WHAT TO DO:
Present every line of the listing below as a Markdown table with two columns, Row and Line, numbering each row and omitting blank lines.
▼
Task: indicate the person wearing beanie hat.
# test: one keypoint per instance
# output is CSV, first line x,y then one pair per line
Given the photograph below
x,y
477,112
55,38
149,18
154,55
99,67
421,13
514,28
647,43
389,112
▲
FULL RESPONSE:
| Row | Line |
|---|---|
| 1 | Task: indicate the person wearing beanie hat. |
| 2 | # test: one keypoint per instance |
| 3 | # output is CSV, first line x,y then one pair per line |
| 4 | Given the photograph below |
| 5 | x,y |
| 6 | 477,112 |
| 7 | 55,38 |
| 8 | 149,18 |
| 9 | 154,55 |
| 10 | 99,67 |
| 11 | 421,13 |
| 12 | 514,28 |
| 13 | 647,43 |
| 14 | 389,112 |